__RECORD EXCERPTS__.

######

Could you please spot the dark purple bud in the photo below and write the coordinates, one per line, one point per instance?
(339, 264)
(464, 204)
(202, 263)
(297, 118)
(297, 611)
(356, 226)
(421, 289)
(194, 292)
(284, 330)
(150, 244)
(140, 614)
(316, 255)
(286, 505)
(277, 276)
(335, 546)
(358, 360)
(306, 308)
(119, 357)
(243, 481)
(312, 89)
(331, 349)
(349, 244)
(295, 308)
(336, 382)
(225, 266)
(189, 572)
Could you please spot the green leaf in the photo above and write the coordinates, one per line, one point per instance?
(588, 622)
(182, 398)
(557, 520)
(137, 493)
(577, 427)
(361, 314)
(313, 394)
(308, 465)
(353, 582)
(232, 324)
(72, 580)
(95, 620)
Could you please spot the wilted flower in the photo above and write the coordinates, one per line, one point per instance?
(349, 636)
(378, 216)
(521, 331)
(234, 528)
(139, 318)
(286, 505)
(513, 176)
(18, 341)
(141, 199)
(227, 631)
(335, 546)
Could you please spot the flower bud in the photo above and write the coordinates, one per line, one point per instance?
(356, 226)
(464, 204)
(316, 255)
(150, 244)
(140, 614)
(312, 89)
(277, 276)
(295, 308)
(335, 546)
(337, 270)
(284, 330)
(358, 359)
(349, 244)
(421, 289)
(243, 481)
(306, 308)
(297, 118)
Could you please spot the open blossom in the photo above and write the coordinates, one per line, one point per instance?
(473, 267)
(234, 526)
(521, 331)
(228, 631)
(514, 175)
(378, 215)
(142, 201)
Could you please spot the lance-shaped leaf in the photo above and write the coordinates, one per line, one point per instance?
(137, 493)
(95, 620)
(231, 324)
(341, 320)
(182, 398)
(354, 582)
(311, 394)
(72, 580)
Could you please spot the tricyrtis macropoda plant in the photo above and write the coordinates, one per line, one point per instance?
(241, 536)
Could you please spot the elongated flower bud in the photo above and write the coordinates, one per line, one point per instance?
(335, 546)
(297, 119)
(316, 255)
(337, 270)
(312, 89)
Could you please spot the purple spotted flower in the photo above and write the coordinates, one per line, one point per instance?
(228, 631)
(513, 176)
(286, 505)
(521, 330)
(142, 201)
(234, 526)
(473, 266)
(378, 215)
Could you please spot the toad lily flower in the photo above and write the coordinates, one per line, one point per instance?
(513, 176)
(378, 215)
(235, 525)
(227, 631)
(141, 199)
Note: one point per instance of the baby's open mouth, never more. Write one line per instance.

######

__WHAT TO DO__.
Copy out the full material exactly as it appears.

__SOLUTION FOR THIS EXERCISE__.
Could you please spot the dark purple bud in the photo below and write the coordinates, one per line, one point per instance?
(339, 264)
(464, 204)
(202, 263)
(297, 118)
(297, 611)
(356, 226)
(421, 289)
(194, 292)
(284, 330)
(150, 244)
(140, 614)
(316, 255)
(286, 505)
(277, 276)
(335, 546)
(358, 360)
(306, 308)
(119, 357)
(243, 481)
(312, 89)
(331, 349)
(349, 244)
(295, 308)
(336, 382)
(225, 266)
(189, 572)
Could you please spot the green leaf in the photo above and write the coordinates, one per line, one point per instance?
(588, 622)
(182, 398)
(557, 520)
(137, 493)
(577, 427)
(361, 314)
(313, 394)
(308, 465)
(353, 582)
(232, 324)
(72, 580)
(95, 620)
Could you please spot the wilted flower in the photo above and write the coordinates, one per line, one point per instance?
(349, 636)
(378, 216)
(521, 331)
(234, 528)
(139, 318)
(286, 505)
(513, 176)
(18, 341)
(141, 199)
(227, 631)
(335, 546)
Could you please spot the flower bud in the photo above and write the coordinates, one per line, one point per instance?
(356, 226)
(464, 204)
(316, 255)
(150, 244)
(140, 614)
(312, 89)
(277, 276)
(295, 308)
(335, 546)
(337, 270)
(284, 330)
(358, 359)
(349, 244)
(421, 289)
(243, 481)
(306, 308)
(297, 118)
Could you please spot the open blossom in the photo above and write the coordinates, one per line, one point per instance?
(473, 267)
(234, 526)
(521, 331)
(228, 631)
(514, 175)
(378, 215)
(142, 201)
Could you please spot the lance-shaped leaf in the photo above and write the coordinates, one per line, one point per instance?
(137, 493)
(95, 620)
(231, 324)
(341, 320)
(182, 398)
(354, 582)
(311, 394)
(72, 580)
Could you please spot the tricyrtis macropoda plant in the photo above and write the coordinates, one per line, one point per instance?
(241, 536)
Could you please spot the elongated flower bud in the photo above and write the coordinates, one per line, one point per instance?
(335, 546)
(297, 119)
(316, 255)
(337, 270)
(312, 89)
Could you please spot the purple spotted flower in the photo above and write the coordinates, one per line, one point per instance?
(228, 631)
(513, 176)
(286, 505)
(521, 330)
(142, 201)
(234, 526)
(473, 266)
(378, 215)
Could you please spot the toad lily flower in the photo above and write the coordinates, one per line, one point per instance?
(513, 176)
(378, 215)
(235, 525)
(227, 631)
(141, 199)
Note: one point per instance of the baby's open mouth, never more. Write one line per instance.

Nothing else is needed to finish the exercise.